▶ **Assignment**: Please give back each line of the listing, unchanged in every word.

▶ **Dataset**:

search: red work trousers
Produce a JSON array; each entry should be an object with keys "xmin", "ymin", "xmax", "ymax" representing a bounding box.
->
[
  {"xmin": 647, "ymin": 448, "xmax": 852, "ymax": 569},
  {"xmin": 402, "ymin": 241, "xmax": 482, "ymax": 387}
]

▶ **Exercise response**:
search: red work trousers
Produce a JSON array; each entry should be an object with keys "xmin", "ymin", "xmax", "ymax" representing a bounding box.
->
[
  {"xmin": 647, "ymin": 448, "xmax": 852, "ymax": 569},
  {"xmin": 402, "ymin": 241, "xmax": 482, "ymax": 387}
]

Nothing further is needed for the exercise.